= Ignatius Mattingly =

American linguist

Ignatius G. Mattingly (1927–2004) was a prominent American linguist and speech scientist. Prior to his academic career, he was an analyst for the National Security Agency from 1955 to 1966. He was a Lecturer and then Professor of Linguistics at the University of Connecticut from 1966 to 1996 and a researcher at Haskins Laboratories from 1966 until his death in 2004. He is best known for his pioneering work on speech synthesis and reading and for his theoretical work on the motor theory of speech perception in conjunction with Alvin Liberman. He received his B.A. in English from Yale University in 1947, his M.A. in Linguistics from Harvard University in 1959, and his Ph.D. in English from Yale University in 1968.

== Speech Synthesis ==
Ignatius Mattingly, working with British collaborators, John N. Holmes and J.N. Shearme, adapted the Haskins Pattern playback rules to write the first computer program for synthesizing continuous speech from a phonetically spelled input. A further step toward a reading machine for the blind combined Mattingly's program with an automatic look-up procedure for converting alphabetic text into strings of phonetic symbols. In the 1960s he also produced the first prosodic synthesis by rule.

**Dataset excerpt**
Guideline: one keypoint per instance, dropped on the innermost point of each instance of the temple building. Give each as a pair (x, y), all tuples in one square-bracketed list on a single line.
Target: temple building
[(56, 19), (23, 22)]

**Instructions to follow**
Translate this sentence from the article on Ignatius Mattingly into Spanish: "In the 1960s he also produced the first prosodic synthesis by rule."

**Written response**
En la década de 1960 también produjo la primera síntesis prosódica por reglas.